Document extract –
--------------------------------------------------

He states it is an objective fact that the U.S. and the CCP are fundamentally opposed in ideology and political systems. He cites decades of CCP actions — infiltration, subversion, intellectual property theft, destabilization efforts, and fentanyl-linked drug flows — as examples of China’s Cold War tactics against the United States.

He argues that many Western observers failed to detect this Cold War earlier because Washington pursued a long-term strategy of political reform through economic engagement — a strategy that has now “clearly failed,” but whose failure does not negate the ongoing confrontation.

  1. The US already has strong political and military alliances

Lu rejects Wu’s claim that the U.S. lacks alliances based on ideology, pointing to NATO, the U.S.-Japan-Korea alliance, and America’s security partnerships with New Zealand, the Philippines, and Taiwan.

“These military and political alliances are rooted in shared political systems and ideology,” he writes. “They do not shift with short-term policy changes.”

  1. US strategy has shifted to direct containment of China

Following the collapse of engagement strategy, Washington has formally designated China as its top strategic competitor. Lu also cites multiple bipartisan congressional bills in the past two years aimed squarely at countering the CCP, including:

  • Taiwan Assurance Implementation Act
  • Strategic Homeland Intelligence and Enforcement Against CCP Act
  • 2025 Technology Transfer Control to China Act
  • U.S.-China AI Decoupling Act
  • 2024 Protecting American Innovation and Economic Security from CCP Act
  • Countering CCP Drone Act
  • Ending China’s Domination of U.S. Electric Vehicles Act
  • Foreign Investment Safeguards to Counter China Act
  • U.S.-China AI Decoupling Act

“These laws targeting, preventing, and countering the CCP are themselves the American side of the Cold War,” he argues.

--------------------------------------------------

Information supplied –
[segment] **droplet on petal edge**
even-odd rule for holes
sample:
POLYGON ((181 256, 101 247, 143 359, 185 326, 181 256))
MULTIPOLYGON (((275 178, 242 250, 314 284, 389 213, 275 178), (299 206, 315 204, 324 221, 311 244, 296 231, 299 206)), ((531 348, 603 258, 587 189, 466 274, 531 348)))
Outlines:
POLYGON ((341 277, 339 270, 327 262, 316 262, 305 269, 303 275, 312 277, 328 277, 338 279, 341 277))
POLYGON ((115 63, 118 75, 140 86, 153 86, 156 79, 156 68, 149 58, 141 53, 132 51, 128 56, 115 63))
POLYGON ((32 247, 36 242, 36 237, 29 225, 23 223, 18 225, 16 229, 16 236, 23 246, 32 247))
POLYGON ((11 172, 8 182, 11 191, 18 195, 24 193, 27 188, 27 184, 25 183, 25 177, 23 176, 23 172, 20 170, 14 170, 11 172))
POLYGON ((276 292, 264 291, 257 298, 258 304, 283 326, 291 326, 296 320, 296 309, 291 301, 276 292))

--------------------------------------------------

Exercise set –
(1) From the U.S.-China excerpt, list the CCP actions that are given as examples of China's Cold War tactics against the United States.
(2) Echo the U.S.-China excerpt word for word, from "Lu rejects Wu’s" to "Philippines, and Taiwan.".

Response list –
(1)
- Infiltration
- Subversion
- Intellectual property theft
- Destabilization efforts
- Fentanyl-linked drug flows

(2)
Lu rejects Wu’s claim that the U.S. lacks alliances based on ideology, pointing to NATO, the U.S.-Japan-Korea alliance, and America’s security partnerships with New Zealand, the Philippines, and Taiwan.